Nearly twice the length of the Kilmarnock Edition, it was printed in duodecimo rather than the demy octavo format of the Edinburgh Edition. The smaller size made the printing less expensive, and text from the octavo edition was condensed into a duodecimo of 286 text pages with a considerable saving in paper, a valuable material before the regular use of wood pulp paper; 368 pages was the comparable length of the first Edinburgh Edition. Interestingly in this context William Gilbert was a signatory to a "Petition to the House of Commons respecting paper" in 1773.

The volume was published in French gray paper "printers" boards. Measuring 15.7 cm by 9.5 cm trimmed, it included the expanded glossary or "dictionary" of the Scots language for those unfamiliar with the many Scots words that Burns used. The "chain and line" or laid paper used for the text has a watermark, but unlike the Edinburgh Edition paper, it is not a fleur-de-lis, but a diamond and the plumed headwear of a cavalier, the watermark of the French papermaker, B. Brun of Angouleme.

• _WHAT YOU NEED TO DO_
1. Rewrite the text about the duodecimo edition between "The volume was" and "Brun of Angouleme.", inclusive, putting "paper mark" in place of "watermark".
2. In the text about the duodecimo edition, how many text pages did the duodecimo contain?

(Region pointing data)
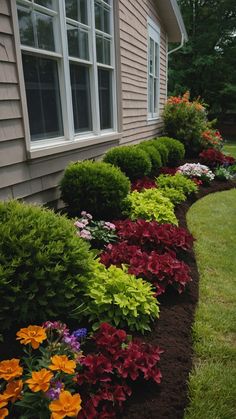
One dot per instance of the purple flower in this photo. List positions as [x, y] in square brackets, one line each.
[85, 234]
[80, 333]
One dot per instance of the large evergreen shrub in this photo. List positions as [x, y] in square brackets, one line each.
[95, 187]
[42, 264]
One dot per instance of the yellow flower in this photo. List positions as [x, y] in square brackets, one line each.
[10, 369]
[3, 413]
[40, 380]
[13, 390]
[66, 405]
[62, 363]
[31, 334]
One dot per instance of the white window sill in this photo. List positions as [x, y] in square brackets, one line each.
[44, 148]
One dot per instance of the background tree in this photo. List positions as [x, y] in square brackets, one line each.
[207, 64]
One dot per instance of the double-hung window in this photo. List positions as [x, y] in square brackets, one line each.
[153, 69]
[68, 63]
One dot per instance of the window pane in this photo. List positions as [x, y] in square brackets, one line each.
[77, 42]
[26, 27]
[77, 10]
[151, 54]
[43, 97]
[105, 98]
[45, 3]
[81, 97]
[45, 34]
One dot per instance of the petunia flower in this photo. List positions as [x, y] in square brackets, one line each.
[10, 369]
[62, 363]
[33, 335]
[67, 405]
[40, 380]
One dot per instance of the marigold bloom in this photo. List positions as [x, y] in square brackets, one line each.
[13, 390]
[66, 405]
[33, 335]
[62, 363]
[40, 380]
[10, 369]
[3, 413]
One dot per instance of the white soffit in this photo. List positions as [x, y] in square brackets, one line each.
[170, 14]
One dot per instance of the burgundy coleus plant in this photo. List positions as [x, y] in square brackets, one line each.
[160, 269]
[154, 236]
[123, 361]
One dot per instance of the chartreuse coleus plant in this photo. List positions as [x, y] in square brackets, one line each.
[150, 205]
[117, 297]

...

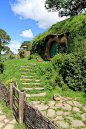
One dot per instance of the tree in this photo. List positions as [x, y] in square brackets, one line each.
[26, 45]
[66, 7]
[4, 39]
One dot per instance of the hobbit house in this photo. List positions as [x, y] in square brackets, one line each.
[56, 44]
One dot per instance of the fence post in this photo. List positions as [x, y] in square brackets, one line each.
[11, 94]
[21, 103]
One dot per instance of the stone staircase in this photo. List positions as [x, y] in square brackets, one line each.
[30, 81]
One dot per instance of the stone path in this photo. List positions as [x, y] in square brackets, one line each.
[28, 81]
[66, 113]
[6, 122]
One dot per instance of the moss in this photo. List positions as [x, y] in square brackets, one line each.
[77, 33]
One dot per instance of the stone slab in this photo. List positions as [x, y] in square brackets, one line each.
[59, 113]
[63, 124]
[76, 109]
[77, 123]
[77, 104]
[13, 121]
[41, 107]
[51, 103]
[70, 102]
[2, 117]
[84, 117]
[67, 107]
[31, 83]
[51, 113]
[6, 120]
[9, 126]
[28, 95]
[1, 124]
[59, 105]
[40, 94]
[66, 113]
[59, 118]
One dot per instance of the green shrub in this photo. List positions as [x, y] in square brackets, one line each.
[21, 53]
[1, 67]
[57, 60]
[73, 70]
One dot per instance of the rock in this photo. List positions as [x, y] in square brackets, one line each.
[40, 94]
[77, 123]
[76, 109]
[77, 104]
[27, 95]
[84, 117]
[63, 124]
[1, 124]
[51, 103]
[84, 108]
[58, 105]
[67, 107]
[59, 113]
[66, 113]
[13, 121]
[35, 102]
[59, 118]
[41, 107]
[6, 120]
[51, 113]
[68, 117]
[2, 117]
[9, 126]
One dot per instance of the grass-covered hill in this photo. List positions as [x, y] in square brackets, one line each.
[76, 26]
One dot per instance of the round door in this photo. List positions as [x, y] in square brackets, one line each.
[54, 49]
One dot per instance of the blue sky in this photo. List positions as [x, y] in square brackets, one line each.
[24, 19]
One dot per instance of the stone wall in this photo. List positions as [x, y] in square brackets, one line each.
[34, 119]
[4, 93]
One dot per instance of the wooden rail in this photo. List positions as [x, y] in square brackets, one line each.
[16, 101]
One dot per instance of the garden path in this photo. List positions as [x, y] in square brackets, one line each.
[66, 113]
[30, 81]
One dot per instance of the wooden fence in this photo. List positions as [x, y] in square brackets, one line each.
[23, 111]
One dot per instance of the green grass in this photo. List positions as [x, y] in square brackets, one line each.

• _RESULTS FOR EACH TASK_
1.
The volume was published in French gray paper "printers" boards. Measuring 15.7 cm by 9.5 cm trimmed, it included the expanded glossary or "dictionary" of the Scots language for those unfamiliar with the many Scots words that Burns used. The "chain and line" or laid paper used for the text has a paper mark, but unlike the Edinburgh Edition paper, it is not a fleur-de-lis, but a diamond and the plumed headwear of a cavalier, the paper mark of the French papermaker, B. Brun of Angouleme.

2. 286 text pages.